- EXERCISE AIM -
List every line in the records below that contains the word "header", treating uppercase and lowercase letters as distinct.
--- Start of RECORD EXTRACTS ---
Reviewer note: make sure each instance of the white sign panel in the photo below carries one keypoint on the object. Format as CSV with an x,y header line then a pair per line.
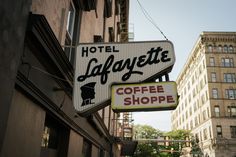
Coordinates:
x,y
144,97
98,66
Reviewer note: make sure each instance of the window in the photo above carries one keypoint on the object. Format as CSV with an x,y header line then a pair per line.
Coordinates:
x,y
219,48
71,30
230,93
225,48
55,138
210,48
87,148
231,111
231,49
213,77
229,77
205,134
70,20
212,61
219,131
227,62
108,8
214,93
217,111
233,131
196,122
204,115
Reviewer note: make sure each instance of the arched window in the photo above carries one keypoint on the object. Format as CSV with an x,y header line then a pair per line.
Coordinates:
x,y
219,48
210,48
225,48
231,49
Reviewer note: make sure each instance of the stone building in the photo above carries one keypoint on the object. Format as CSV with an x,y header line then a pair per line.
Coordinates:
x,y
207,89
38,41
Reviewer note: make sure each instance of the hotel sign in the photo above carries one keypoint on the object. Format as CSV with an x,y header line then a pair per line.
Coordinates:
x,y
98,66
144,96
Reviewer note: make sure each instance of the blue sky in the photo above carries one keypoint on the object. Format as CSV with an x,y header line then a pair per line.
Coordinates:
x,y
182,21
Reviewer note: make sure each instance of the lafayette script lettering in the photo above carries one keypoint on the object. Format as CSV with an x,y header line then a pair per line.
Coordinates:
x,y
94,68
--- End of RECORD EXTRACTS ---
--- Start of RECORD EXTRACTS ---
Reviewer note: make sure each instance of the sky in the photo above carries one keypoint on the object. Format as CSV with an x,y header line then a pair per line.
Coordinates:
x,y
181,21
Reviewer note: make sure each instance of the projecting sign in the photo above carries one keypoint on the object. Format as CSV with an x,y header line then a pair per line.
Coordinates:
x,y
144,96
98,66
--- End of RECORD EXTRACTS ---
- WRITTEN SOLUTION -
Reviewer note: make sure each instance of the white sign panel in the photo below carries one keypoint on the object. Format as CSV with an x,y header line then a pair per line.
Reviewer note: make sure each instance of the window in the photo above carries one keypoint on the object. Format as CSV with an x,y header line then a pair per line.
Reviewer note: make sure each instance of the arched window in the photo above carries one keypoint on the object. Format as CSV with an x,y header line then a pair per line.
Reviewer note: make sure each instance of the stone building in the photo above carries one keypoint on the object. Format as CSV with an x,y header line then a pair per line.
Reviewer note: make sure each instance of the hotel sign in the photo above carries one keypoint on the object. Format as CSV with an x,y header line then a pair per line.
Reviewer note: make sure each instance of the blue sky in the photo above carries one keypoint on the object. Format as CSV with an x,y header line then a pair per line.
Reviewer note: make sure each instance of the lafayette script lettering in the photo above carries one keypoint on the object. Format as CSV with an x,y header line then a pair per line.
Reviewer note: make sure each instance of the sky in the photo above carries one keypoint on the object. Format as CSV with an x,y header line then a pair per line.
Reviewer note: make sure each instance of the projecting sign in the photo above carries one keypoint on the object. Format as CSV with an x,y header line then a pair per line.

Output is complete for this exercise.